▶ The exercise:
The entries below should be output exactly as written.

▶ Supplied data:

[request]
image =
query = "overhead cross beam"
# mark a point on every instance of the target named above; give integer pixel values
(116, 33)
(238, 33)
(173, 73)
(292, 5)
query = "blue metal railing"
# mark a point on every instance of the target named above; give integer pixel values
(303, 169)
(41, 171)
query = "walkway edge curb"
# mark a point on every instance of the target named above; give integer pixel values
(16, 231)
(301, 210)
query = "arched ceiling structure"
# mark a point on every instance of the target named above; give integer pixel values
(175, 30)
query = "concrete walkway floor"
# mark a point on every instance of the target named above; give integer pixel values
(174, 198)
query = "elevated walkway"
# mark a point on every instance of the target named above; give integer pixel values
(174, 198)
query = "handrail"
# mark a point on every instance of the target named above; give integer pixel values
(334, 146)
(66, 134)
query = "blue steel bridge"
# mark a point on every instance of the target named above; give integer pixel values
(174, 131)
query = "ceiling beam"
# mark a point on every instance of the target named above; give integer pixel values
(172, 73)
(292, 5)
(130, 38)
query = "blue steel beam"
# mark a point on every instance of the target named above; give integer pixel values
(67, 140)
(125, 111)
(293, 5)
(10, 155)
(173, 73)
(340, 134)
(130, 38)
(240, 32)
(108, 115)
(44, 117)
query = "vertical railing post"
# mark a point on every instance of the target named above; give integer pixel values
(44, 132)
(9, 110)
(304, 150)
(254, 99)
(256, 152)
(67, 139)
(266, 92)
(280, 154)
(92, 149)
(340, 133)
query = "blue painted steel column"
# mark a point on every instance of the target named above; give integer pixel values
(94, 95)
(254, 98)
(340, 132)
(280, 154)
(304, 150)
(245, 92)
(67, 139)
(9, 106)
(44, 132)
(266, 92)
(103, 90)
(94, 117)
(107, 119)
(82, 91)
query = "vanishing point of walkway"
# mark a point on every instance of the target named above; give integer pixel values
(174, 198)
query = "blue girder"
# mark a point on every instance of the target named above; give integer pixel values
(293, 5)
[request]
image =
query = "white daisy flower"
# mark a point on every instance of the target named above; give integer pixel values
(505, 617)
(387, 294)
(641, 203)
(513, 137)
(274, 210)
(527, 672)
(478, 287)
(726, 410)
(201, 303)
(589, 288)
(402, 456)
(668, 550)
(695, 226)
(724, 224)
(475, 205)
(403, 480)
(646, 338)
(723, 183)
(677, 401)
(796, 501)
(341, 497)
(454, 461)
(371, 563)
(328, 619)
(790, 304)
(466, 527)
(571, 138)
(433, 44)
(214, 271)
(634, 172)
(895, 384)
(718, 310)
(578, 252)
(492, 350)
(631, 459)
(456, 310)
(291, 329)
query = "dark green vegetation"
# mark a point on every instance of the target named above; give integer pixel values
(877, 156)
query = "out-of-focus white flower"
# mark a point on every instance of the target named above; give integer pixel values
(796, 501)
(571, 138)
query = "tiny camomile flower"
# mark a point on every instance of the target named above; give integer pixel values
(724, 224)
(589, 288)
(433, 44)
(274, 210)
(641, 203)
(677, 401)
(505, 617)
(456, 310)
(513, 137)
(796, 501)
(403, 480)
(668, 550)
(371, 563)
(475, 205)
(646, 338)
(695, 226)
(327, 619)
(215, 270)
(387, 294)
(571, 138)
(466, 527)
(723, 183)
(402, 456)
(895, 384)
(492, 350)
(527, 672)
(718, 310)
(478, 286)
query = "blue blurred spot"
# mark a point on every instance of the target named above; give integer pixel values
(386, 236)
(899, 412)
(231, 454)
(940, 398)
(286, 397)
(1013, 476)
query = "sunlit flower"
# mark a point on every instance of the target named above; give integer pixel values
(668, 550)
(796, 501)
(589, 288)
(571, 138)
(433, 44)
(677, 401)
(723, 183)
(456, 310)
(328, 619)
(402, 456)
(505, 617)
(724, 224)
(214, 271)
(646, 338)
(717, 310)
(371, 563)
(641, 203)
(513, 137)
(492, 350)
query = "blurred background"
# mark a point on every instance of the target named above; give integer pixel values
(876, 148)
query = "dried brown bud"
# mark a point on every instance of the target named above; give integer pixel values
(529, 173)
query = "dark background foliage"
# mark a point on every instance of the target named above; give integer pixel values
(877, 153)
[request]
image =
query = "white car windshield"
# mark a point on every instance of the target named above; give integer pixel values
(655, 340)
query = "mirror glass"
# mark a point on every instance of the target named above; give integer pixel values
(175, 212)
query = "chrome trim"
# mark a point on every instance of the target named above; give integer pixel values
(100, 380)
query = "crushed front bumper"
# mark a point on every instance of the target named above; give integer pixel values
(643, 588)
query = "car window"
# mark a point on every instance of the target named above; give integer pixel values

▶ Finished exercise:
[request]
image =
query = "overhead cross beam"
# mark a point on every instance of the target named above; give integer pixel values
(116, 33)
(238, 33)
(173, 73)
(292, 5)
query = "blue metal railing"
# mark a point on every instance of the target named above; give integer pixel values
(303, 169)
(41, 171)
query = "walkway edge curb"
# mark a point on every instance of the target named above; give integer pixel values
(16, 231)
(301, 210)
query = "arched ceiling structure"
# mark a point on every instance of the target named above; give integer pixel values
(175, 30)
query = "concrete walkway floor"
# mark a point on every instance of the target named above; give integer pixel values
(174, 198)
query = "elevated walkway"
# mark a point on every instance of the target named above; give integer pixel values
(174, 198)
query = "handrail"
# mark a point on every instance of the target named above; give integer pixel values
(334, 146)
(66, 134)
query = "blue steel bridge"
# mark a point on every instance of the target named above; give integer pixel values
(174, 131)
query = "ceiling beam"
# mark a point on every instance of the target named above; give integer pixel values
(172, 73)
(292, 5)
(130, 38)
query = "blue steel beam"
# mark a point on every instance of the target named above; give integer pixel values
(67, 140)
(125, 111)
(293, 5)
(10, 155)
(173, 73)
(340, 134)
(130, 38)
(240, 32)
(108, 115)
(44, 117)
query = "vertical railing post"
# mark a point on every instance of the target named above; give integer pixel values
(44, 132)
(9, 110)
(304, 150)
(254, 99)
(256, 152)
(67, 139)
(266, 92)
(280, 154)
(92, 149)
(340, 133)
query = "blue painted steel column"
# mark a point on every instance of the target named above; give integer pixel values
(94, 95)
(254, 98)
(340, 132)
(280, 154)
(304, 150)
(245, 92)
(67, 139)
(9, 106)
(44, 132)
(266, 92)
(103, 90)
(94, 117)
(107, 119)
(82, 91)
query = "vanishing point of walkway"
# mark a point on every instance of the target named above; give integer pixel values
(174, 198)
query = "blue girder"
# mark a point on every instance of the target named above; give integer pixel values
(293, 5)
[request]
image =
query = "white daisy flower"
# mark a point on every instance of the target named above; give integer pixel values
(505, 617)
(387, 294)
(641, 203)
(513, 137)
(274, 210)
(527, 672)
(478, 287)
(726, 410)
(201, 303)
(589, 288)
(402, 456)
(668, 550)
(695, 226)
(724, 224)
(475, 205)
(403, 480)
(646, 338)
(723, 183)
(677, 401)
(796, 501)
(341, 497)
(454, 461)
(371, 563)
(328, 619)
(790, 304)
(466, 527)
(571, 138)
(433, 44)
(214, 271)
(634, 172)
(895, 384)
(718, 310)
(578, 252)
(492, 350)
(631, 459)
(456, 310)
(291, 329)
query = "dark green vegetation"
# mark a point on every instance of the target named above; give integer pixel values
(877, 156)
query = "out-of-focus white flower"
# mark a point on every instance of the target named above; give integer pixel values
(796, 501)
(571, 138)
query = "tiny camomile flower"
# mark a point on every instance of the target named above; give integer pixel values
(724, 224)
(589, 288)
(433, 44)
(274, 210)
(641, 203)
(677, 401)
(505, 617)
(456, 310)
(513, 137)
(796, 501)
(403, 480)
(668, 550)
(371, 563)
(475, 205)
(646, 338)
(695, 226)
(327, 619)
(215, 270)
(387, 294)
(571, 138)
(466, 527)
(723, 183)
(402, 456)
(895, 384)
(492, 350)
(527, 672)
(718, 310)
(478, 286)
query = "blue blurred spot"
# mark a point on every instance of the target named above; give integer pixel values
(386, 236)
(899, 412)
(231, 454)
(940, 398)
(286, 397)
(1013, 476)
query = "sunlit flower"
# mark a point on every instance of the target named above; give integer pixel values
(668, 550)
(796, 501)
(589, 288)
(571, 138)
(433, 44)
(677, 401)
(723, 183)
(456, 310)
(328, 619)
(402, 456)
(505, 617)
(724, 224)
(214, 271)
(646, 338)
(717, 310)
(371, 563)
(641, 203)
(513, 137)
(492, 350)
query = "blurred background"
# mark a point on every instance of the target named above; give integer pixel values
(876, 148)
query = "dried brown bud"
# mark a point on every instance of the target named above; give integer pixel values
(529, 173)
query = "dark background foliage"
# mark a point on every instance of the target named above; give integer pixel values
(877, 153)
[request]
image =
query = "white car windshield"
# mark a point on every instance of the target named above; give integer pixel values
(655, 340)
query = "mirror glass"
# mark a point on every instance of the target named above; give integer pixel values
(175, 212)
query = "chrome trim"
# mark a point on every instance of the target named above; give integer pixel values
(100, 380)
query = "crushed front bumper"
# mark a point on every instance of the target named above; give integer pixel values
(643, 588)
query = "car window"
# mark a point on every instance of the target named above; give integer pixel values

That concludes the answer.